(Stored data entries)
■ ■ ■

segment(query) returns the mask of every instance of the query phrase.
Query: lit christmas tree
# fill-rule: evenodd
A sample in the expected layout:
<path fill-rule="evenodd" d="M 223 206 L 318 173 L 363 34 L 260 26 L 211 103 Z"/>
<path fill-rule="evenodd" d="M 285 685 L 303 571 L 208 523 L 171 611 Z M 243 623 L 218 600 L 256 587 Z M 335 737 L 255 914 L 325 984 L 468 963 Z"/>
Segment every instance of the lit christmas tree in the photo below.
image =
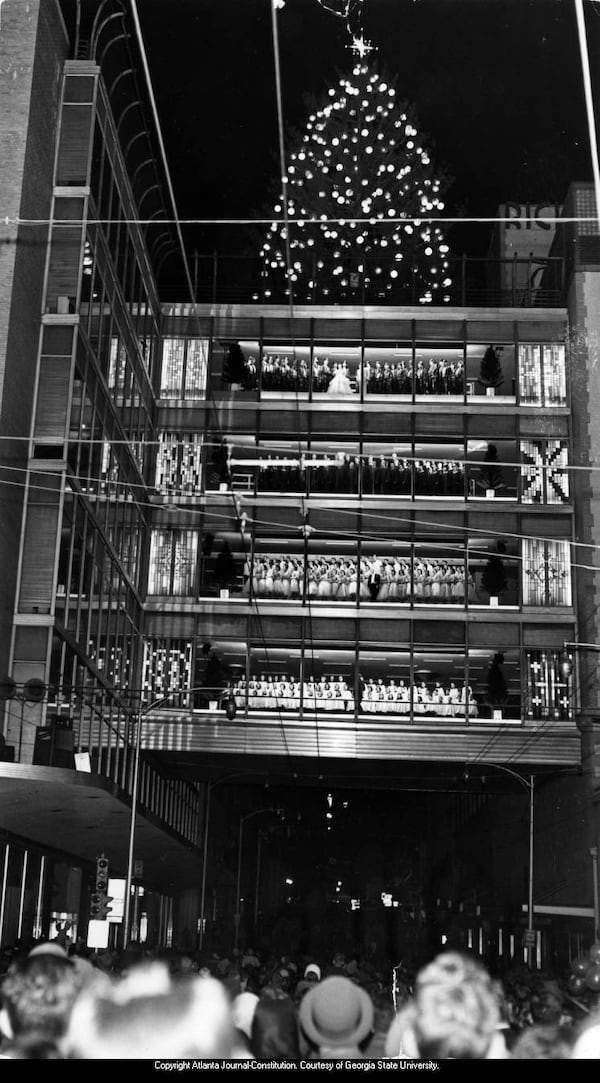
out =
<path fill-rule="evenodd" d="M 449 248 L 428 220 L 449 180 L 434 175 L 415 120 L 364 62 L 329 89 L 290 148 L 287 206 L 281 196 L 261 250 L 265 297 L 289 295 L 289 274 L 299 300 L 450 301 Z"/>

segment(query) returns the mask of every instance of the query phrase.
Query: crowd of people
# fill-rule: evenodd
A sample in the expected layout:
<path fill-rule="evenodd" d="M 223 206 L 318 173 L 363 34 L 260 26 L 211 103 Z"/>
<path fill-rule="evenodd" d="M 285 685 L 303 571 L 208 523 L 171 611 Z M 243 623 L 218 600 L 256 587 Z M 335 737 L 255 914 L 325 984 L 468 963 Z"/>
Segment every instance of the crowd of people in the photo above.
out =
<path fill-rule="evenodd" d="M 246 360 L 243 386 L 258 388 L 259 364 Z M 307 394 L 311 386 L 308 358 L 287 354 L 264 353 L 260 359 L 261 390 L 265 392 Z M 361 386 L 367 395 L 460 395 L 464 394 L 462 357 L 420 357 L 395 361 L 349 363 L 332 361 L 326 354 L 315 355 L 312 366 L 312 390 L 315 394 L 357 395 Z"/>
<path fill-rule="evenodd" d="M 600 1059 L 600 1006 L 471 953 L 382 968 L 334 952 L 92 952 L 58 939 L 4 954 L 0 1057 L 58 1060 Z M 316 1065 L 315 1065 L 316 1067 Z"/>
<path fill-rule="evenodd" d="M 255 598 L 464 605 L 480 601 L 475 576 L 462 560 L 415 557 L 255 555 L 244 570 L 242 593 Z"/>
<path fill-rule="evenodd" d="M 441 718 L 477 718 L 479 707 L 473 689 L 455 681 L 442 684 L 426 681 L 407 683 L 402 678 L 384 681 L 370 677 L 359 680 L 360 710 L 367 714 L 433 715 Z M 341 675 L 300 681 L 287 674 L 281 678 L 265 675 L 233 685 L 237 707 L 250 711 L 354 711 L 354 691 Z"/>
<path fill-rule="evenodd" d="M 293 459 L 268 455 L 258 467 L 258 492 L 356 495 L 359 489 L 362 496 L 464 497 L 464 464 L 458 459 L 406 458 L 395 451 L 364 456 L 340 451 Z"/>

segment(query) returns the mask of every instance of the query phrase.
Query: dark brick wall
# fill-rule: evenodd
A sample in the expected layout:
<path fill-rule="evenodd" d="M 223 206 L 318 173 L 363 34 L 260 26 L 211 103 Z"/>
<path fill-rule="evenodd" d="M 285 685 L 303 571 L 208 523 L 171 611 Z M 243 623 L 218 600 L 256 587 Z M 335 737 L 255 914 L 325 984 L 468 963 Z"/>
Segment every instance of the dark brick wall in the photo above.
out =
<path fill-rule="evenodd" d="M 0 34 L 0 676 L 8 670 L 23 483 L 42 310 L 60 79 L 67 57 L 55 0 L 7 0 Z"/>

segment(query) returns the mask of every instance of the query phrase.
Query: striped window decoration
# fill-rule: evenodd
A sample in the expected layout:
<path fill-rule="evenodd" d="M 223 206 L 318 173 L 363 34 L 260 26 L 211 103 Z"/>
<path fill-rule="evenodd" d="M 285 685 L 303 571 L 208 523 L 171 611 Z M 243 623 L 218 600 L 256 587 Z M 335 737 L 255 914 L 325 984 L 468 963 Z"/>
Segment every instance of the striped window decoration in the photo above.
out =
<path fill-rule="evenodd" d="M 566 406 L 567 378 L 562 343 L 519 345 L 520 401 L 534 406 Z"/>
<path fill-rule="evenodd" d="M 188 639 L 157 636 L 144 643 L 142 688 L 148 698 L 186 692 L 192 686 L 193 644 Z"/>
<path fill-rule="evenodd" d="M 160 394 L 170 399 L 199 399 L 206 393 L 208 339 L 166 338 L 163 342 Z"/>
<path fill-rule="evenodd" d="M 125 344 L 114 335 L 110 340 L 108 388 L 122 394 L 127 383 L 127 350 Z M 118 397 L 118 396 L 116 396 Z"/>
<path fill-rule="evenodd" d="M 161 493 L 199 493 L 202 481 L 200 433 L 160 432 L 156 488 Z"/>

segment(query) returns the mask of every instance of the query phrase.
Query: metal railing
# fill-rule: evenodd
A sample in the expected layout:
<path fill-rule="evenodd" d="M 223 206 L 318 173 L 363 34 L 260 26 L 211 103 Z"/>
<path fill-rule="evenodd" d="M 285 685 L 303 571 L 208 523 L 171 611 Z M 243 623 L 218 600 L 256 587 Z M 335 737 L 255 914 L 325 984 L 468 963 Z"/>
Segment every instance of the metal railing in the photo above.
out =
<path fill-rule="evenodd" d="M 387 263 L 391 264 L 392 259 Z M 191 259 L 193 286 L 198 304 L 289 304 L 282 273 L 268 275 L 259 257 L 198 254 Z M 459 256 L 449 259 L 446 272 L 451 285 L 432 291 L 423 302 L 422 279 L 418 272 L 390 281 L 386 260 L 365 257 L 349 268 L 345 280 L 336 280 L 324 266 L 315 265 L 312 274 L 294 286 L 296 304 L 421 306 L 427 308 L 559 308 L 565 303 L 564 260 L 560 257 L 529 257 L 510 260 Z M 379 273 L 376 273 L 376 268 Z M 189 301 L 187 283 L 167 282 L 165 263 L 161 301 Z M 386 287 L 385 283 L 389 283 Z M 425 291 L 427 292 L 427 291 Z"/>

■ ■ ■

Problem statement — Your task is to reproduce exactly the lines that begin with the one containing "Segment every instance of the metal" and continue to the end of the data, both ends included.

Solution to this task —
Segment every instance of the metal railing in the photo above.
out =
<path fill-rule="evenodd" d="M 387 263 L 391 264 L 392 259 Z M 191 259 L 193 286 L 198 304 L 289 304 L 282 273 L 268 275 L 259 257 L 198 254 Z M 459 256 L 449 259 L 446 272 L 451 285 L 432 291 L 423 302 L 422 279 L 418 272 L 390 281 L 386 260 L 365 257 L 349 268 L 345 280 L 336 280 L 324 266 L 315 265 L 312 274 L 294 286 L 296 304 L 421 306 L 427 308 L 559 308 L 565 303 L 564 260 L 560 257 L 529 257 L 510 260 Z M 379 273 L 376 273 L 376 268 Z M 189 301 L 187 283 L 167 282 L 165 263 L 161 301 Z M 386 287 L 385 283 L 389 283 Z M 425 291 L 427 292 L 427 291 Z"/>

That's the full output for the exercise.